• **Instructions to follow**
If a line in the data holds "would", copy that line out in full.

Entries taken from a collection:
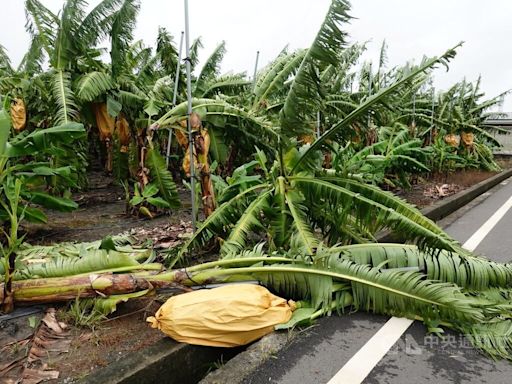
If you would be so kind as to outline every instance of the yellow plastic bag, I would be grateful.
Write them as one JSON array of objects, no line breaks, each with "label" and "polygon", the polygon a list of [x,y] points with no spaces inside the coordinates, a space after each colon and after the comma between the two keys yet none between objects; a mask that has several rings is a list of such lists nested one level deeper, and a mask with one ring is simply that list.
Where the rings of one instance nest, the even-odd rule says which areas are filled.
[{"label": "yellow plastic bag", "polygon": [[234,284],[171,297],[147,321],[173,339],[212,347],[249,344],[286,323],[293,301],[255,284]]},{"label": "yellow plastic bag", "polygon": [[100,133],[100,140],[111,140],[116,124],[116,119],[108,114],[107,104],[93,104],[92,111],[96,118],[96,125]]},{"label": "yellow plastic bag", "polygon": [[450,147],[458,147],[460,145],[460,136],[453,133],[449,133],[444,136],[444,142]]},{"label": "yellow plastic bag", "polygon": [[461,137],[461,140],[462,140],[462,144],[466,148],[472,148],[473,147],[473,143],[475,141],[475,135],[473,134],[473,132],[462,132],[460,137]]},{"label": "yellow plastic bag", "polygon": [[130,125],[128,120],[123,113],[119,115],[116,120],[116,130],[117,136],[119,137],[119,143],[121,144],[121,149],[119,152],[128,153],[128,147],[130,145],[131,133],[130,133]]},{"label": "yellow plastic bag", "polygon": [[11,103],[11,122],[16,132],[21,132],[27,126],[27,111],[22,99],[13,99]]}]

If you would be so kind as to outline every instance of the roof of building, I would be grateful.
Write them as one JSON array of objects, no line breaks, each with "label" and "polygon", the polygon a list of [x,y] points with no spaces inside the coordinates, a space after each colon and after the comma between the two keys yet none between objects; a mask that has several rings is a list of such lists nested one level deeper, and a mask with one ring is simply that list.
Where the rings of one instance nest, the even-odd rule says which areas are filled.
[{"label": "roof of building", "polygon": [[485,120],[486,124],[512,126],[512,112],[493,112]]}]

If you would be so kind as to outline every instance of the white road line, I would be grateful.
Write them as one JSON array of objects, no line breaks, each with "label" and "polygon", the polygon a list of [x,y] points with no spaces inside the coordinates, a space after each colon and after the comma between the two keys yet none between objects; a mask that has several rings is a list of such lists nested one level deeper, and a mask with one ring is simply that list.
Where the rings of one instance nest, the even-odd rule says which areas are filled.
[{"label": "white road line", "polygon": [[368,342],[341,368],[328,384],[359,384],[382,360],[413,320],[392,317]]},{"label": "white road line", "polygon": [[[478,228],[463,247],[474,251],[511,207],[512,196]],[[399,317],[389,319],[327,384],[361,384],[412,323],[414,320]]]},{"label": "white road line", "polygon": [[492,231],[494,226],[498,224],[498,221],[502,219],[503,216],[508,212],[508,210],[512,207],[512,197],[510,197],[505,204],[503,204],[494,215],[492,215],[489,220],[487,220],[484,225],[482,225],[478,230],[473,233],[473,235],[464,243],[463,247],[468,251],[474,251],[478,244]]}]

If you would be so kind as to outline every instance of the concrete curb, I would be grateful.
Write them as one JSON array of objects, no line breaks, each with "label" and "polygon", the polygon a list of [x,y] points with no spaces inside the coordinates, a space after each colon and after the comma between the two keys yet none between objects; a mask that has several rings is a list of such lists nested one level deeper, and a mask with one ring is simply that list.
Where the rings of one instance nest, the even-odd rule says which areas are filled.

• **Answer space**
If you would be so kind as to outline every instance of the yellow plastic bag, I would be grateful.
If you would be so kind as to outline every instance of the roof of building, I would be grateful.
If you would be so kind as to outline every instance of the white road line, I would be grateful.
If you would be so kind as to outline every instance of the concrete curb, I would be grateful.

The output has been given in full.